Demand – with an anemic inventory and record low mortgage rates, buyer demand will be extremely strong from the start of the year through the Summer Market. With tremendous buyer competition, buyers will be willing to stretch slightly in price compared to the most recent sale; so, expect appreciation around 6 to 8% for the year. Demand will be at its strongest, and most appreciation will occur from January through July, and then will downshift during the Autumn and Holiday Markets.
Housing Cycle - the housing market will follow a normal housing cycle. The strongest demand coupled with plenty of fresh inventory will occur during the Spring Market. This will be followed by slightly less demand and a continued new supply of homes in the Summer Market. From there, demand will drop further along with fewer homes entering the fray in the Autumn Market. Finally, all the distractions of the Holiday Market will be punctuated with the lowest demand of the year and few homeowners opting to sell.
Closed Sales - the number of successful, closed sales will increase 4 to 8% compared to 2020 with around 31,500 (2020 was up 3% compared to 2019).
Luxury Market – luxury sales will continue to improve year over year and surpass 2020’s unbelievable record level by nearly 5%. The Spring Market will be the strongest for luxury and will become a bit more sluggish from about August on.
Interest Rates – look for mortgage rates to continue to remain at record low levels until the current Coronavirus wave diminishes. Expect rates to rise from the record low levels with positive vaccine and COVID-19 news, congressional relief and stimulus packages, and positive job reports and economic news. Long term rates are driven by economic fundamentals and headline risks. Negative economic headlines drive rates lower and positive economic headlines drive them higher. The year 2020 was filled with more than its fair share of negative news. Mortgage rates will rise in 2021, climbing from their current low of 2.66% to 3.5% by year’s end.
Distressed Inventory – in 2020, distressed sales, foreclosures and short sales combined, only accounted for 0.6% of all closed sales, 170 total. There will be more distressed sales in 2021 due to the pandemic and forbearance. Yet, 90% of all homeowners in forbearance have more than 10% equity, enough equity to sell and avert going the distressed route. There are 2.7 million homeowners who are currently in in Forbearance across the U.S. Since 90% have enough equity to sell, that leaves 270,000 (10%) vulnerable to becoming either a foreclosure or short sale. Yet, many will still be able to make their monthly payment after coming out of Forbearance. The bottom line: while there will be an increase in the distressed inventory, it will not be a wave. It will be more of a ripple, rising to levels last seen in 2017 when there were 614 distressed sales. That pales in comparison to the Great Recession where in 2009 there were 13,403.
The bottom line: 2021 will continue where the second half of 2020 left off, HOT. It will be a Hot Seller’s Market from the start of the year through the Summer Market. Multiple offers and bidding wars will be the norm for homes priced below $1.25 million. Once again, the market will heavily favor sellers and buyers will have to pack their patience to isolate their piece of the American Dream and take advantage of record low mortgage rates. From mid-August on, the beginning of the Autumn Market, housing will evolve into a slight Seller’s Market, where sellers still get to call more of the shots, but home values do not change as much. Buyers will be willing to stretch prices from January through July, if sellers do not overprice, but cautiously pricing will be even more important during the second half of the year.

**WHAT YOU WILL DO**
a. Answer these questions from the housing forecast, one line each, marked (i), (ii), (iii):
(i) What range of appreciation is expected for the year?
(ii) How many distressed sales were there in 2009?
(iii) To what level will mortgage rates climb by year's end?
b. Reproduce word for word the part of the housing forecast from "Housing Cycle - the" up to and including "about August on.".

**EXTRACTED INFORMATION**

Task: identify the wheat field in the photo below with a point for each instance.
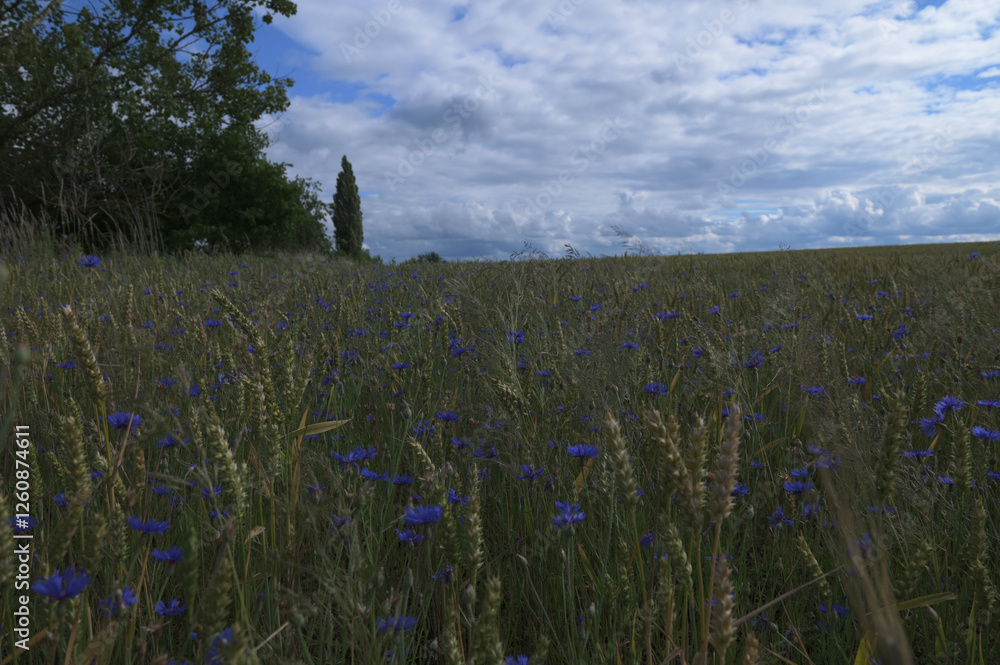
(785, 457)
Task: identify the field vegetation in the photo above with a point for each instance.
(751, 458)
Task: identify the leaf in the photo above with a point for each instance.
(257, 530)
(582, 478)
(864, 651)
(586, 562)
(318, 428)
(924, 601)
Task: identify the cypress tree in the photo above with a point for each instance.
(347, 231)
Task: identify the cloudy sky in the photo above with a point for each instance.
(692, 125)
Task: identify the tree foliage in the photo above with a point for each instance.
(347, 225)
(130, 109)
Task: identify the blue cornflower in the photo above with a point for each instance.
(947, 405)
(409, 536)
(919, 454)
(422, 515)
(582, 450)
(657, 388)
(567, 515)
(172, 555)
(120, 420)
(798, 486)
(171, 609)
(929, 425)
(528, 474)
(395, 624)
(63, 585)
(371, 475)
(151, 527)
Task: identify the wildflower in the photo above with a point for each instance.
(63, 585)
(371, 475)
(947, 405)
(656, 388)
(567, 514)
(453, 497)
(340, 521)
(171, 609)
(918, 454)
(172, 555)
(798, 486)
(422, 515)
(528, 474)
(444, 575)
(582, 450)
(399, 623)
(409, 536)
(121, 420)
(150, 527)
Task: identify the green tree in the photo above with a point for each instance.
(111, 113)
(243, 202)
(347, 228)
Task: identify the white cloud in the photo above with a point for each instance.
(492, 108)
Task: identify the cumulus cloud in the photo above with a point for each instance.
(695, 126)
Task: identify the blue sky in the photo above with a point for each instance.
(696, 126)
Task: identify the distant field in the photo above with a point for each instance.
(287, 460)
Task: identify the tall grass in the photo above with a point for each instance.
(717, 459)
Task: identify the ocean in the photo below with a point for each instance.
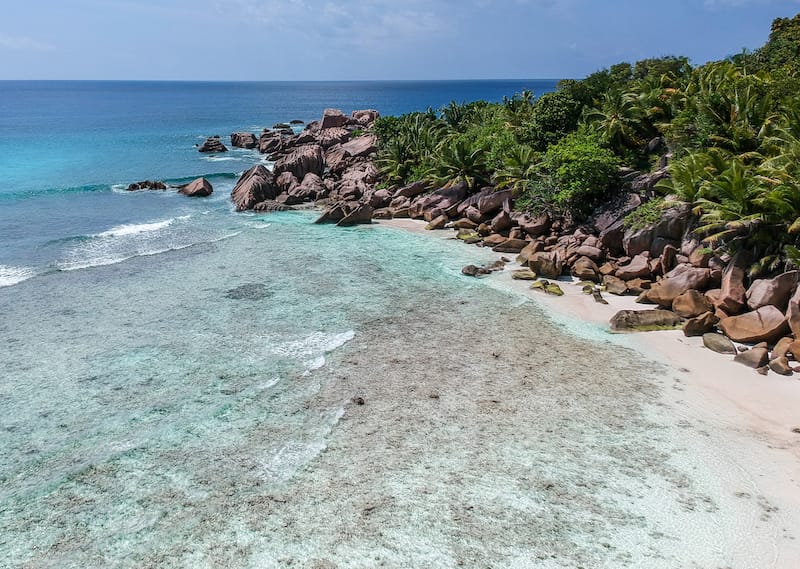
(179, 383)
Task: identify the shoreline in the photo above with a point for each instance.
(771, 404)
(738, 421)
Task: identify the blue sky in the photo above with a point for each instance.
(367, 39)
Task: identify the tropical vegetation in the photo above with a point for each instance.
(729, 130)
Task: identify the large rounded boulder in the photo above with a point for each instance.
(767, 324)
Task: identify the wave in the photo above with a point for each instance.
(127, 241)
(112, 258)
(134, 229)
(311, 350)
(224, 158)
(9, 276)
(117, 187)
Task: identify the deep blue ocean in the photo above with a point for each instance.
(180, 383)
(68, 148)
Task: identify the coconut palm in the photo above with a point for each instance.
(616, 119)
(458, 161)
(518, 169)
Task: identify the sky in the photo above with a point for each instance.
(264, 40)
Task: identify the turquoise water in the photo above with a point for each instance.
(177, 379)
(68, 149)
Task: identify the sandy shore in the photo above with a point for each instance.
(769, 406)
(498, 428)
(740, 422)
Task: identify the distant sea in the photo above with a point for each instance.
(179, 383)
(147, 332)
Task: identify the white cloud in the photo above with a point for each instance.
(23, 43)
(715, 4)
(369, 25)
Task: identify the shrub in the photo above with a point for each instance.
(574, 175)
(649, 213)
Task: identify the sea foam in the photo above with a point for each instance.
(9, 276)
(311, 350)
(135, 228)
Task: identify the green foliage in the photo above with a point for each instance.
(649, 213)
(553, 116)
(781, 53)
(459, 161)
(670, 66)
(518, 170)
(574, 175)
(733, 128)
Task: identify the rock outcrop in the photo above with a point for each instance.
(147, 185)
(198, 188)
(767, 324)
(255, 185)
(644, 320)
(244, 140)
(213, 145)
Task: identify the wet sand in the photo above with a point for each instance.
(491, 435)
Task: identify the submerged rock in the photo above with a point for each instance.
(475, 271)
(198, 188)
(147, 185)
(213, 144)
(244, 140)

**ANSWERS FOR THIS EXERCISE**
a.
(i) Around 6 to 8%
(ii) 13,403
(iii) 3.5%

b.
Housing Cycle - the housing market will follow a normal housing cycle. The strongest demand coupled with plenty of fresh inventory will occur during the Spring Market. This will be followed by slightly less demand and a continued new supply of homes in the Summer Market. From there, demand will drop further along with fewer homes entering the fray in the Autumn Market. Finally, all the distractions of the Holiday Market will be punctuated with the lowest demand of the year and few homeowners opting to sell.
Closed Sales - the number of successful, closed sales will increase 4 to 8% compared to 2020 with around 31,500 (2020 was up 3% compared to 2019).
Luxury Market – luxury sales will continue to improve year over year and surpass 2020’s unbelievable record level by nearly 5%. The Spring Market will be the strongest for luxury and will become a bit more sluggish from about August on.